SUPPLIED TEXT:
Save AdamISZ/51349418be08be22aa2b4b469e3be92f to your computer and use it in GitHub Desktop.
Lightweight anti-Sybil with anonymity in Bitcoin

RIDDLE

Due to unexpected failures of github's LaTeX parsing (which were not evident until I published this, but have persisted afterwards), and since the mathematical parts are important in this, I have migrated this proposal to a blog post with identical content, but correctly formatted equations.

Please continue to put any comments here.

@chris-belcher
Copy link

This is a cool idea.

I wonder if the UTXOs in the ring can be chosen with a fixed pseudorandom seed, so that multiple rings will always involve the same UTXOs, making set intersection attacks less viable.

@phyro
Copy link

phyro commented Jun 14, 2022

Very interesting. It's really cool seeing ideas develop in this direction. I was trying to solve a particular problem not that long ago and came up with what I believe to be a similar construction that uses the UTXO set for spam protection. It was with a slightly different blockchain design in mind (still utxo based), so I'll describe the TLDR here as it can be confusing reading the gist there. The idea is that a service S shares a public key with everyone and exposes 2 endpoints /claim and /consume. A user calls /claim with a triplet <UTXO, UTXO_sig, blinded_hash_to_curve> where UTXO_sig is a proof of ownership of UTXO and blinded_hash_to_curve is the step1 of blind DHKE as described here. The service verifies UTXO is in the utxo set and that the signature is valid and issues a blind signature that is returned in the response. Blind signatures serve as credits the user obtained which can be used by calling /consume with the unblinded signature - to prevent knowing which utxo consumed the credits. In my case, the service would issue storage tokens allowing to store 10kb of data for 3 days or so per credit consumed. It's essentially a Chaumian ecash service which issues tokens based on UTXO proofs. In my case, amounts were not involved in the scheme as an output itself is a proof of onchain fees being paid and was enough for the spam I was trying to solve - a spam attacker would need to pay onchain fees and would thus bring security to the network. This design obviously means each service would need to keep track of spent credits (similar to key images in your scheme). It however introduces potential timing attacks, but at least in theory, if you don't consume immediately after you claim, the anonymity set can be the set of all claimed tokens (zcash like). If amounts need to be taken into account, one could issue more blind signatures or even have pubkeys for different denominations. I had a brief discussion with @RubenSomsen on this and he mentioned a combination of ring-sigs and Chaumian ecash ideas could be possible which I think is also a potentially interesting direction to explore.

@AdamISZ
Copy link
Author

AdamISZ commented Jun 14, 2022

@chris-belcher

I wonder if the UTXOs in the ring can be chosen with a fixed pseudorandom seed, so that multiple rings will always involve the same UTXOs, making set intersection attacks less viable.

Interesting; I had a similar though very vague thought float through my head (some determinism in "decoy" choice) but didn't pursue it. Now I think about it again, I agree the logic for this is quite persuasive, probably the only disadvantage is that it's bringing complexity into a core protocol description (decoy choice) that would be nice to keep outside.

So I'd envisage it like: first filter on the existing utxos that satisfy the given criteria. Then seed the pseudorandom function that comes out of the setup of the protocol (hash(our utxo, service name) is a crude example of the top of my head), which somehow maps to an ordering and we choose the first $M$ from that.

WORK TO DO:
1 - Please copy the anti-Sybil discussion word for word, everything from "Due to unexpected" down to "correctly formatted equations.".
2 - In the anti-Sybil discussion, which two endpoints does service S expose?
The entries after this point aren't needed.

RECORD SET:
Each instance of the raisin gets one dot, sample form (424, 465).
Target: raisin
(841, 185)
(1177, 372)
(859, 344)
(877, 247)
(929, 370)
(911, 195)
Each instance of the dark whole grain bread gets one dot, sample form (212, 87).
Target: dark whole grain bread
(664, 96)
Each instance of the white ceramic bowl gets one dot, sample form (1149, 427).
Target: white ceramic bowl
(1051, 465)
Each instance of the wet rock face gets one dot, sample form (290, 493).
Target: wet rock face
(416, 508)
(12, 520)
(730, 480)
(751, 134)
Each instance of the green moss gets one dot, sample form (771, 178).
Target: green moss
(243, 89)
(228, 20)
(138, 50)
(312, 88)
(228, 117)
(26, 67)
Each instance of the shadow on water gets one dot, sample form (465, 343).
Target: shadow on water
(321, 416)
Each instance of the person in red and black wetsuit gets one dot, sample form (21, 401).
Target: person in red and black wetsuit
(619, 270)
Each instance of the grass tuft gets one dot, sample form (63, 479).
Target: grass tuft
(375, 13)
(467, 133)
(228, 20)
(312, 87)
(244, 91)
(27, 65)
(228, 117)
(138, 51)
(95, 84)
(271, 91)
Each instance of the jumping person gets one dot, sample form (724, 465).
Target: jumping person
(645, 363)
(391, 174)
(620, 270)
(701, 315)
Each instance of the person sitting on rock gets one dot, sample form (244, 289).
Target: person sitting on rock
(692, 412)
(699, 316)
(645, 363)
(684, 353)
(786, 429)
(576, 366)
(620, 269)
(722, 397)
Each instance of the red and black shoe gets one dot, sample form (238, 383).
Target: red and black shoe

RESULTS BY TASK:
1 -
Due to unexpected failures of github's LaTeX parsing (which were not evident until I published this, but have persisted afterwards), and since the mathematical parts are important in this, I have migrated this proposal to a blog post with identical content, but correctly formatted equations.

2 - /claim and /consume